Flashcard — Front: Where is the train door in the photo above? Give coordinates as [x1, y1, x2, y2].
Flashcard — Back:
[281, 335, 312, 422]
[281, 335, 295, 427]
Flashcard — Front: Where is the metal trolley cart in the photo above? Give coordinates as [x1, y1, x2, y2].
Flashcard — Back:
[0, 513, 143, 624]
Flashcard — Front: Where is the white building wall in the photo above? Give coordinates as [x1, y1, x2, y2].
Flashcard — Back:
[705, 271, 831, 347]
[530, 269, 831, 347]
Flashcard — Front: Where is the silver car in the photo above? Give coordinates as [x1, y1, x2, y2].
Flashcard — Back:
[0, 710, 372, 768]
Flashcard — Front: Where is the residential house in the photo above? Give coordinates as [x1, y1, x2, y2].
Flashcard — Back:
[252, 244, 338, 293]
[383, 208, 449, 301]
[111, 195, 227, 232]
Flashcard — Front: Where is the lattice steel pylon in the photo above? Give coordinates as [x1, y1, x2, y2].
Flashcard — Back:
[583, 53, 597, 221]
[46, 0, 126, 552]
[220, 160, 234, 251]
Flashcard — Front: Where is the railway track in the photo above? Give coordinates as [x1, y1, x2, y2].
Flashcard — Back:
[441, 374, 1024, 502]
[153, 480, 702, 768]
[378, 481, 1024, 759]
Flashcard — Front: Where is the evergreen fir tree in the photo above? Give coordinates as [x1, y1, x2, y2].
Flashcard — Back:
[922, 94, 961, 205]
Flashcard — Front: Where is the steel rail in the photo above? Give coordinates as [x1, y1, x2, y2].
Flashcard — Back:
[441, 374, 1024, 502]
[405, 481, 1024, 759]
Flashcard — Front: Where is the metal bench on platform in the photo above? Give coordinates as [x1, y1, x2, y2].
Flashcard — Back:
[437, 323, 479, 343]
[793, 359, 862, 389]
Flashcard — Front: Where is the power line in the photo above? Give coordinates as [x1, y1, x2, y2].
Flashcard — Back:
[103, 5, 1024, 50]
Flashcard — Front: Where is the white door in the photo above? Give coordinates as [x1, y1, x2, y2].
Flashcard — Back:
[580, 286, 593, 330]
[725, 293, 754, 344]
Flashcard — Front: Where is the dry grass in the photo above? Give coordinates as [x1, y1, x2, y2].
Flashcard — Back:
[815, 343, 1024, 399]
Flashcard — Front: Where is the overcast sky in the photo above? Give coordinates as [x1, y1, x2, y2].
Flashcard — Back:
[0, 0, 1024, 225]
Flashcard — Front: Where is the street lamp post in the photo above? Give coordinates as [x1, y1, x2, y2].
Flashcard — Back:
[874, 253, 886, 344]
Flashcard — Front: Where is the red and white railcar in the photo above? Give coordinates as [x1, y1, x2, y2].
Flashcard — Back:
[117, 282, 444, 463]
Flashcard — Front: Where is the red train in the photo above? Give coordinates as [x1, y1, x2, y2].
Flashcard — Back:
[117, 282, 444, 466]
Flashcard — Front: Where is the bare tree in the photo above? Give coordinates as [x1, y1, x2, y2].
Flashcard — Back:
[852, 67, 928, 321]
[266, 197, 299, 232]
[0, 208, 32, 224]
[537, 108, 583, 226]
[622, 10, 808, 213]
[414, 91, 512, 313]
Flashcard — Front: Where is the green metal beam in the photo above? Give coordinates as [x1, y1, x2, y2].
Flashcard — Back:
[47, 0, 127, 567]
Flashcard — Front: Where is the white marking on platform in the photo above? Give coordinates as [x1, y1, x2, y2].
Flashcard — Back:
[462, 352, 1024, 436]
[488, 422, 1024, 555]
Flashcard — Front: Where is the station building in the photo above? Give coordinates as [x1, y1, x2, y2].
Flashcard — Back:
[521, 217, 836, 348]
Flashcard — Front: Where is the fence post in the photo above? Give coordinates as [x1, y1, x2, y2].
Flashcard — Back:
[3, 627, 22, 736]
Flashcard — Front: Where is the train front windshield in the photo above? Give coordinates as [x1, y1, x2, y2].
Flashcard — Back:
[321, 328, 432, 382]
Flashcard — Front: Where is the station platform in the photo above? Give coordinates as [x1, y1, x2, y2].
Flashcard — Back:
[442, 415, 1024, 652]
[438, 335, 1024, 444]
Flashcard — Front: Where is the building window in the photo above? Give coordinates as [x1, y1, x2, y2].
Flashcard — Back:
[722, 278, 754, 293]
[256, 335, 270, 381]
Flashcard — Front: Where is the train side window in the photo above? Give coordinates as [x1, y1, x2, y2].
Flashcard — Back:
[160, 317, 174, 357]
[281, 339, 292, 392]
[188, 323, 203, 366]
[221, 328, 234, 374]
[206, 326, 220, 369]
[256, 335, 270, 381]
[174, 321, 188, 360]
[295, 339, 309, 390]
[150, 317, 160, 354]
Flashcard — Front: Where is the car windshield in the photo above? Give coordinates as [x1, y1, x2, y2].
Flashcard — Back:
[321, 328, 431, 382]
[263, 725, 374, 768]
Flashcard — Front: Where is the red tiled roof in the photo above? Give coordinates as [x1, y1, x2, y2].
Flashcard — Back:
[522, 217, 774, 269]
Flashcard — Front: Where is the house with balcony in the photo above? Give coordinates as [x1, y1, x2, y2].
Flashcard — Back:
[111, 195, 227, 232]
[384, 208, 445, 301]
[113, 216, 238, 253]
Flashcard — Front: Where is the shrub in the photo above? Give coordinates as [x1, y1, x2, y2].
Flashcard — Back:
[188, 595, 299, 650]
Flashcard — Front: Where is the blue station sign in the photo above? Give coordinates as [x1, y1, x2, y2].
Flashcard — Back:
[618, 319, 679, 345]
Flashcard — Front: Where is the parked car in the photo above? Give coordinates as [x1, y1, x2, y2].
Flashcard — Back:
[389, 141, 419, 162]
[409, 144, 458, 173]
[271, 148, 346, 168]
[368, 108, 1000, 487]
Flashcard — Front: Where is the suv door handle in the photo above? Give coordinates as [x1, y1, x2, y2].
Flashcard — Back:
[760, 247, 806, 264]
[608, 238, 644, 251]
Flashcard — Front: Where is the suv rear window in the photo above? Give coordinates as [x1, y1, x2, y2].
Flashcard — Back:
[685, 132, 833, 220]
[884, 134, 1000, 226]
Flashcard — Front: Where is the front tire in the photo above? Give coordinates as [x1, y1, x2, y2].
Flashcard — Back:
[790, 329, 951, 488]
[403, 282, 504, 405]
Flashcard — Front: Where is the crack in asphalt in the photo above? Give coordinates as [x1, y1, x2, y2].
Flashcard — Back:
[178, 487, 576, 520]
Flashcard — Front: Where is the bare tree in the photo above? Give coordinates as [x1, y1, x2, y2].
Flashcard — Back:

****

◆ **Your task**
Render every item above as a numbered list, one line per number, with blank lines left out.

◆ **Solution for this task**
1. Flashcard — Front: Where is the train door in the photo above? Give coordinates as [x1, y1, x2, y2].
2. Flashcard — Back:
3. [281, 335, 312, 422]
4. [281, 335, 295, 427]
5. Flashcard — Front: Where is the metal trolley cart in the photo above? Give coordinates as [x1, y1, x2, y2].
6. Flashcard — Back:
7. [0, 513, 143, 624]
8. Flashcard — Front: Where is the white building wall in the photo above? Give coordinates as [x1, y1, x2, y2].
9. Flashcard — Back:
10. [705, 271, 831, 347]
11. [530, 269, 831, 347]
12. Flashcard — Front: Where is the silver car in the photo above? Give coordinates as [x1, y1, x2, y2].
13. Flashcard — Back:
14. [0, 710, 372, 768]
15. Flashcard — Front: Where is the residential house in the photo above? Give coordinates as [x1, y1, x2, y2].
16. Flashcard — Back:
17. [252, 244, 338, 293]
18. [383, 208, 449, 301]
19. [111, 195, 227, 232]
20. Flashcard — Front: Where is the lattice steel pylon in the photo above? Give coordinates as [x1, y1, x2, y2].
21. Flashcard — Back:
22. [583, 53, 597, 221]
23. [46, 0, 126, 552]
24. [220, 160, 234, 251]
25. Flashcard — Front: Where is the railway track in the photo above? Give coordinates as [x1, y1, x2, y2].
26. Flashcard — Back:
27. [441, 374, 1024, 502]
28. [153, 480, 702, 768]
29. [378, 481, 1024, 759]
30. Flashcard — Front: Where is the evergreen fir tree in the photo above? Give coordinates as [x1, y1, x2, y2].
31. Flashcard — Back:
32. [922, 94, 961, 205]
33. Flashcard — Front: Where is the steel rail in the photo above? Give coordinates as [x1, y1, x2, y2].
34. Flashcard — Back:
35. [441, 374, 1024, 502]
36. [405, 481, 1024, 759]
37. Flashcard — Front: Where is the metal bench on platform in the photo above? Give coordinates as [x1, y1, x2, y2].
38. Flashcard — Back:
39. [437, 323, 479, 343]
40. [793, 359, 862, 389]
41. Flashcard — Front: Where is the power line in the photo above? Give coordinates as [x1, y1, x2, y2].
42. Flashcard — Back:
43. [103, 5, 1024, 50]
44. Flashcard — Front: Where is the white door in the photo above? Give coordinates as [x1, y1, x2, y2].
45. Flashcard — Back:
46. [580, 286, 593, 330]
47. [725, 293, 754, 344]
48. Flashcard — Front: Where is the dry grass in the photo above? Give coordinates as [x1, y1, x2, y2].
49. Flashcard — Back:
50. [815, 343, 1024, 399]
51. Flashcard — Front: Where is the overcast sky in the photo above? Give coordinates as [x1, y1, x2, y2].
52. Flashcard — Back:
53. [0, 0, 1024, 225]
54. Flashcard — Front: Where is the street lamp post in the photo above? Give coordinates as [x1, y1, x2, y2].
55. Flashcard — Back:
56. [874, 253, 886, 344]
57. Flashcard — Front: Where is the red and white railcar in the photo above? Give coordinates as [x1, y1, x2, y2].
58. Flashcard — Back:
59. [117, 282, 444, 463]
60. Flashcard — Front: Where is the red train in the photo above? Give coordinates as [x1, y1, x2, y2].
61. Flashcard — Back:
62. [117, 282, 444, 466]
63. Flashcard — Front: Where is the bare tree in the photo above? Give coordinates as [x1, y1, x2, y2].
64. Flashcard — Back:
65. [852, 67, 928, 321]
66. [266, 197, 299, 232]
67. [0, 208, 32, 224]
68. [537, 108, 583, 226]
69. [622, 10, 808, 213]
70. [414, 91, 512, 313]
71. Flashcard — Front: Where is the green metal beam in the photo above? Give coordinates as [x1, y1, x2, y2].
72. Flashcard — Back:
73. [47, 0, 127, 567]
74. Flashcard — Front: Where is the white marking on platform in the photo above? Give coordinates as [x1, y1, x2, y2].
75. Flashcard — Back:
76. [462, 352, 1024, 436]
77. [488, 422, 1024, 555]
78. Flashcard — Front: Where is the station building in the photo above? Give coordinates as [x1, y1, x2, y2].
79. Flashcard — Back:
80. [521, 217, 836, 348]
81. Flashcard — Front: Where is the fence post in the photo above? Give coordinates as [x1, y1, x2, y2].
82. Flashcard — Back:
83. [3, 627, 22, 736]
84. Flashcard — Front: Where is the train front windshield in the photo above? Give coordinates as [x1, y1, x2, y2].
85. Flashcard — Back:
86. [321, 328, 432, 382]
87. Flashcard — Front: Where is the station platform in the photo above? Give coordinates as [x1, y1, x2, y2].
88. Flashcard — Back:
89. [442, 415, 1024, 652]
90. [438, 335, 1024, 444]
91. Flashcard — Front: Where is the building window in the photo above? Give coordinates as [x1, y1, x2, y2].
92. Flashcard — Back:
93. [722, 278, 754, 293]
94. [256, 335, 270, 381]
95. Flashcard — Front: Where is the train side window in the photo above? Give coordinates as [x1, y1, x2, y2].
96. Flashcard — Back:
97. [160, 317, 174, 357]
98. [281, 339, 292, 392]
99. [188, 323, 203, 366]
100. [221, 328, 234, 374]
101. [206, 326, 220, 369]
102. [256, 335, 270, 381]
103. [174, 321, 188, 360]
104. [295, 339, 309, 390]
105. [150, 317, 160, 354]
106. Flashcard — Front: Where is the car windshield in the photo above? Give coordinates as [x1, y1, x2, y2].
107. Flashcard — Back:
108. [321, 328, 431, 382]
109. [263, 725, 374, 768]
110. Flashcard — Front: Where is the red tiled roof in the photo above? Give coordinates as [x1, y1, x2, y2].
111. Flashcard — Back:
112. [522, 217, 774, 269]
113. Flashcard — Front: Where is the house with balcony in the photo above? Give coordinates as [x1, y1, x2, y2].
114. Flashcard — Back:
115. [111, 195, 227, 232]
116. [384, 208, 445, 301]
117. [113, 216, 238, 253]
118. Flashcard — Front: Where is the shrub in the photo above? Give coordinates as [x1, y1, x2, y2].
119. Flashcard — Back:
120. [188, 595, 299, 650]
121. Flashcard — Front: Where is the blue station sign in the photo above? Give coordinates as [x1, y1, x2, y2].
122. Flashcard — Back:
123. [618, 319, 679, 345]
124. Flashcard — Front: Where is the parked car in the photo above? Give coordinates as [x1, y1, x2, y2].
125. Flashcard — Back:
126. [389, 141, 419, 162]
127. [409, 144, 458, 173]
128. [271, 148, 346, 168]
129. [368, 108, 1000, 487]
130. Flashcard — Front: Where is the suv door handle in the photo above? Give coordinates as [x1, y1, x2, y2].
131. Flashcard — Back:
132. [760, 247, 806, 264]
133. [608, 238, 644, 251]
134. Flashcard — Front: Where is the suv rear window in the photo above? Give coordinates as [x1, y1, x2, y2].
135. Flashcard — Back:
136. [685, 132, 833, 220]
137. [884, 134, 1000, 226]
138. Flashcard — Front: Where is the front tire in the photo above? Give coordinates as [x1, y1, x2, y2].
139. Flashcard — Back:
140. [790, 329, 951, 488]
141. [403, 282, 504, 405]
142. Flashcard — Front: Where is the crack in asphalt in the photo above? Give coordinates as [x1, y1, x2, y2].
143. Flashcard — Back:
144. [178, 487, 576, 520]
145. Flashcard — Front: Where is the bare tree in the photo above? Give coordinates as [x1, y1, x2, y2].
146. Flashcard — Back:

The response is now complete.